--- Start RECORDS FOR THE TASK ---

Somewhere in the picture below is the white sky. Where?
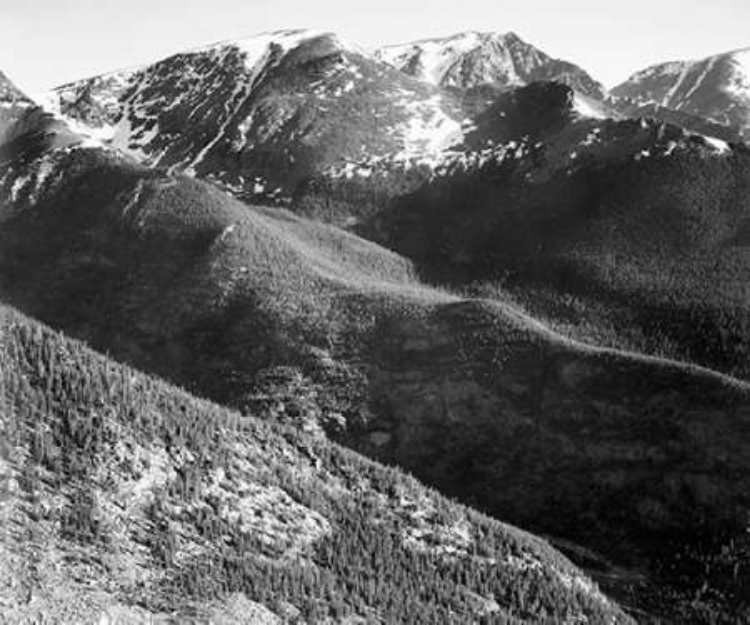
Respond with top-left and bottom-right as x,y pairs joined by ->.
0,0 -> 750,93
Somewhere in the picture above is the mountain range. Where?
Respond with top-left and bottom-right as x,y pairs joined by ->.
0,26 -> 750,623
612,48 -> 750,139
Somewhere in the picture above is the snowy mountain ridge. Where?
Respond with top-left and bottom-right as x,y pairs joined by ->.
376,31 -> 604,98
41,30 -> 463,196
612,48 -> 750,138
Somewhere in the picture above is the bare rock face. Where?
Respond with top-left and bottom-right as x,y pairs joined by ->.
377,32 -> 604,98
612,49 -> 750,139
43,31 -> 462,201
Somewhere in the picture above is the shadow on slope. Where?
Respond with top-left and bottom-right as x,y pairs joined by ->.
0,307 -> 629,623
0,145 -> 750,620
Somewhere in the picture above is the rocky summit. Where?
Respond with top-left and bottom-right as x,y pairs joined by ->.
0,19 -> 750,625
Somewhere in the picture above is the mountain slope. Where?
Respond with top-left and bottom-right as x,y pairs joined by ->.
377,32 -> 604,98
612,48 -> 750,138
0,123 -> 750,618
0,307 -> 629,624
38,31 -> 462,199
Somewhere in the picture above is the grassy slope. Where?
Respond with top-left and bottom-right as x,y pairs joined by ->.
0,307 -> 626,623
0,150 -> 750,610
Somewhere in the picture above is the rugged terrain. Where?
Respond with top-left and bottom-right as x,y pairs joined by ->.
0,307 -> 629,624
612,48 -> 750,139
0,85 -> 750,618
377,32 -> 604,98
0,31 -> 750,623
38,31 -> 463,201
295,83 -> 750,378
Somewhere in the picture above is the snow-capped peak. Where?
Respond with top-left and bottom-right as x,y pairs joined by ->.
376,31 -> 604,98
612,48 -> 750,137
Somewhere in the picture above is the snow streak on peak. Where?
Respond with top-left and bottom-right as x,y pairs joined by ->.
612,48 -> 750,138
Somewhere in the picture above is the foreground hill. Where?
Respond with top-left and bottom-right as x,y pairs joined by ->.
0,132 -> 750,622
0,307 -> 629,624
612,48 -> 750,139
38,31 -> 463,200
377,32 -> 604,98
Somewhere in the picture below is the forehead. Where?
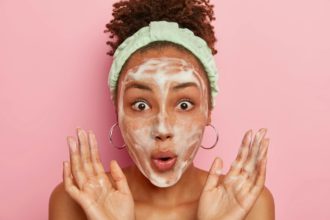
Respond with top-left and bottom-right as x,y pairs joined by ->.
117,46 -> 207,87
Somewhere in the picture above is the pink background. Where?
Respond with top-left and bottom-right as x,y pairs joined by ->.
0,0 -> 330,220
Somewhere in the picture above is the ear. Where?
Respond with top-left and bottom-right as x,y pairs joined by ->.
206,109 -> 211,125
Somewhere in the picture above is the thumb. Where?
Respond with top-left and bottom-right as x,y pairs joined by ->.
204,157 -> 223,191
110,160 -> 131,194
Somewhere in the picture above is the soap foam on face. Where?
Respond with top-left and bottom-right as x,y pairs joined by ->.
118,57 -> 208,187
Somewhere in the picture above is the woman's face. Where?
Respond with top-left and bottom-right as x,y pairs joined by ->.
117,47 -> 210,187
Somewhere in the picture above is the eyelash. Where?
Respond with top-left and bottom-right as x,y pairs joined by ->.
131,98 -> 150,111
131,98 -> 195,111
176,98 -> 195,111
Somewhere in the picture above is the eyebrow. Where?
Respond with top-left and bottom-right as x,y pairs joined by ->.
125,82 -> 152,92
172,82 -> 198,90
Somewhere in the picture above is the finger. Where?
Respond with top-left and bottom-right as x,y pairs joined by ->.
77,128 -> 94,177
110,160 -> 131,194
227,129 -> 252,178
242,128 -> 267,177
203,157 -> 223,191
250,154 -> 267,195
67,137 -> 86,189
88,130 -> 105,175
63,161 -> 80,201
246,138 -> 269,191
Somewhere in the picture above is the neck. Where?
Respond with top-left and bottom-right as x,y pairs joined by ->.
128,163 -> 202,207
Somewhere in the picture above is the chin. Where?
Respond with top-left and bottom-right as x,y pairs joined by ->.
147,161 -> 190,188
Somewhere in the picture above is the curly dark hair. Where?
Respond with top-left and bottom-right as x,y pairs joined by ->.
104,0 -> 217,56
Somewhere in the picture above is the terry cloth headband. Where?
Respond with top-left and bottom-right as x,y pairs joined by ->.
108,21 -> 218,108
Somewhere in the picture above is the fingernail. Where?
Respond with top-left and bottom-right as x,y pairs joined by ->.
248,129 -> 252,142
69,139 -> 77,151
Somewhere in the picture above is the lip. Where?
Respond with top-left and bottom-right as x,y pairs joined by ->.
151,151 -> 177,172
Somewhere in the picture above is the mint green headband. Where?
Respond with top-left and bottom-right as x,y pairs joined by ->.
108,21 -> 218,107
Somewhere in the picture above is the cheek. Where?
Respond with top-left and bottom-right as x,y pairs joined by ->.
119,115 -> 153,151
174,120 -> 204,152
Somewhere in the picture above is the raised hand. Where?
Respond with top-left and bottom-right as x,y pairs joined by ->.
63,128 -> 135,220
197,128 -> 269,220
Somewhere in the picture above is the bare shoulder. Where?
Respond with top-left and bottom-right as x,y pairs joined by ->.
48,182 -> 87,220
246,186 -> 275,220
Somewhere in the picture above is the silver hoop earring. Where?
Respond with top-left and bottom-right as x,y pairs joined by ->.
201,124 -> 219,150
109,122 -> 126,150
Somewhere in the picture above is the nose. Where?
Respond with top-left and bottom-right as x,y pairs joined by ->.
153,112 -> 173,141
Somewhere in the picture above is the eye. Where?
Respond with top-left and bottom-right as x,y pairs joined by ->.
132,100 -> 150,111
177,100 -> 194,111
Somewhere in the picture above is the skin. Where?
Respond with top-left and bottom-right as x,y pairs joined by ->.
49,47 -> 275,220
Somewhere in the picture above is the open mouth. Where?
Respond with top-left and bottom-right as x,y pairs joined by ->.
151,152 -> 177,172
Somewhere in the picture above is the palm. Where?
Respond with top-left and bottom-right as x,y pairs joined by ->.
64,128 -> 134,220
198,129 -> 269,220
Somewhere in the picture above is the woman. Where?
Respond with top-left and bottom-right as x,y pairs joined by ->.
49,0 -> 274,220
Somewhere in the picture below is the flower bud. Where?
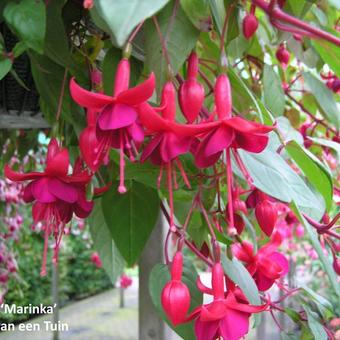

--- End RECORDS FOR THE TASK ---

Reproduce all of the entries above word for word, leaving out the pictures.

Somewhere in the picture below is the white sky. Where?
Respond with top-left and bottom-right as x,y pairs joined by ->.
0,0 -> 750,93
Somewhere in the picture above is the mountain range. Where?
Respond with top-left and bottom-right as x,y pairs joined by ->.
0,26 -> 750,623
612,48 -> 750,139
Somewhere in the picture above is the snowy mountain ridge. Where?
Respond with top-left and bottom-right as x,y pairs joined by ->.
376,31 -> 604,98
41,30 -> 463,196
612,48 -> 750,138
Somewhere in the picture above is the bare rock face. Where?
Respond with top-left and bottom-right as x,y pairs joined by ->.
377,32 -> 604,98
612,49 -> 750,139
43,31 -> 462,201
Somewhere in the picture above is the shadow on slope. Where?
Respond with top-left and bottom-right as x,y pairs joined by ->.
0,307 -> 629,623
0,145 -> 750,620
Somewhere in the picture above is the rocky summit. Where?
Respond with top-left and bottom-right as x,y pairs joined by ->.
0,19 -> 750,625
Somewhere in the picture above is the mountain slope. Where?
Respond with top-left and bottom-right as x,y pairs joined by ->.
377,32 -> 604,98
612,48 -> 750,138
0,123 -> 750,618
0,307 -> 629,624
38,31 -> 462,199
Somewhere in the picture above is the grassy slope. Where?
Respond with top-left and bottom-right as x,y pairs joined by ->.
0,307 -> 626,623
0,150 -> 750,610
Somewhere in the picture above is the rugged terrain. Where?
Respond with top-left and bottom-right as x,y pairs joined by ->.
0,307 -> 629,624
612,48 -> 750,139
0,85 -> 750,618
377,32 -> 604,98
0,31 -> 750,623
38,31 -> 463,201
295,83 -> 750,378
Somewhere in the picture above is the snow-capped peak. Where?
Respond with top-left and bottom-right as x,y pairs joined by ->.
376,31 -> 604,98
612,48 -> 750,137
Somewhere in the picture above is the snow streak on peak. Where?
Respond with top-left and bottom-right as x,y pairs joined by ->.
612,48 -> 750,138
Somewhere in the picture above is the foreground hill. Where?
Respond with top-left and bottom-right as x,y pairs joined by ->.
0,132 -> 750,622
0,307 -> 629,624
612,48 -> 750,139
38,31 -> 463,200
377,32 -> 604,98
Somewhere in the picture below is the forehead. Where?
Respond with top-left and bottom-right as x,y pairs joined by ->.
117,46 -> 207,87
Somewhere in the picture above is the pink background. Where?
Respond with top-left and bottom-right as x,y pairs joined by ->.
0,0 -> 330,220
Somewhere in the picture above is the ear. Where?
Respond with top-left and bottom-right as x,y pairs joined by ->.
206,109 -> 211,125
Somewhere in the picture above is the thumb. Where?
Respond with top-left and bottom-right as x,y pairs joined by ->.
204,157 -> 223,191
110,160 -> 131,194
Somewhere in the picture above is the soap foam on face. Where?
Respond with top-left and bottom-right as x,y pairs joined by ->.
118,57 -> 208,187
Somewhere in the picture above is the woman's face. Where?
Respond with top-left and bottom-right as x,y pairs joined by ->.
117,47 -> 210,187
Somewhere in the picture above is the eyelash. Where?
Respond with top-left and bottom-right as x,y pairs joined by ->.
131,98 -> 150,111
131,98 -> 195,111
176,98 -> 195,111
Somewhere in the picture above is the eyebrow. Where?
Respond with top-left and bottom-right as x,y pairs joined by ->.
125,82 -> 152,92
172,82 -> 198,90
Somewhere in the picture above is the finger. Where?
Respond with top-left and bottom-right as x,y pairs joined by ->.
77,128 -> 94,177
110,160 -> 131,194
227,129 -> 252,178
242,128 -> 267,177
203,157 -> 223,191
250,154 -> 267,195
67,137 -> 86,189
88,130 -> 105,175
63,161 -> 80,201
246,138 -> 269,191
Somewhere in the picture above is the neck. Where?
Respond with top-left and bottom-right as x,y pairs joined by ->.
128,163 -> 202,207
Somewhere in the picture above is the chin. Where?
Respond with top-left and bottom-right as x,y pairs joined by ->.
147,161 -> 190,188
Somewhere in the picture above is the curly dark hair. Where?
Respond with top-left and bottom-right as x,y pairs joined by ->.
104,0 -> 217,56
Somewhere in the picture above is the terry cloth headband. Where?
Respond with top-left and bottom-right as x,y pairs joined by ->.
108,21 -> 218,108
Somewhere in the picture above is the fingernail. Where?
Respond with top-left and bottom-right as x,y pairs joined by ->.
248,129 -> 252,142
69,139 -> 77,151
Somewhere in the picture above is the lip. Where?
Respond with top-left and bottom-right as x,y pairs joined by ->.
151,151 -> 177,172
Somewhere in the picture above is the mint green headband. Where?
Respond with top-left and bottom-right as x,y pairs joined by ->.
108,21 -> 218,107
Somewhere in the picture above is the cheek. Where?
Respond with top-left and bottom-right as x,y pairs joined by ->.
119,115 -> 153,151
174,120 -> 204,152
Somewhere in the picture above is the raised hand. Where?
Respond with top-left and bottom-right as x,y pairs joined by ->.
63,128 -> 135,220
197,128 -> 269,220
Somewhere in the picture above is the bare shoulder. Where?
Respond with top-left and bottom-right as x,y pairs joined by ->.
48,182 -> 87,220
246,186 -> 275,220
Somewhere in the picture above is the silver hoop earring. Where?
Respond with top-left and bottom-right as x,y pairs joined by ->.
201,124 -> 219,150
109,122 -> 126,150
Somewhere in the picture above is the nose. Where?
Respond with top-left and bottom-right as x,y pairs joined by ->.
153,112 -> 173,141
Somewhere in the picture above is the eye. Where?
Respond with top-left and bottom-right as x,y pairs joined by ->.
132,100 -> 150,111
177,100 -> 194,111
Somewhere in the picture above is the skin. Where?
Respond with top-left and bottom-right as x,y pairs joined by ->.
49,47 -> 275,220
Somewhere in the picture above is the open mouth. Where?
Respond with top-left and bottom-right as x,y pairs joined by ->.
151,152 -> 177,172
Somewhere in the picture above is the palm. Where?
Respond with top-left and bottom-right as x,y pairs joined by ->.
64,128 -> 134,220
198,129 -> 269,220
Somewhere in the picture above is the woman. Where?
Respond with top-left and bottom-right as x,y pairs joined by ->.
49,0 -> 274,220
Somewhere in the picture below is the flower bud. Where?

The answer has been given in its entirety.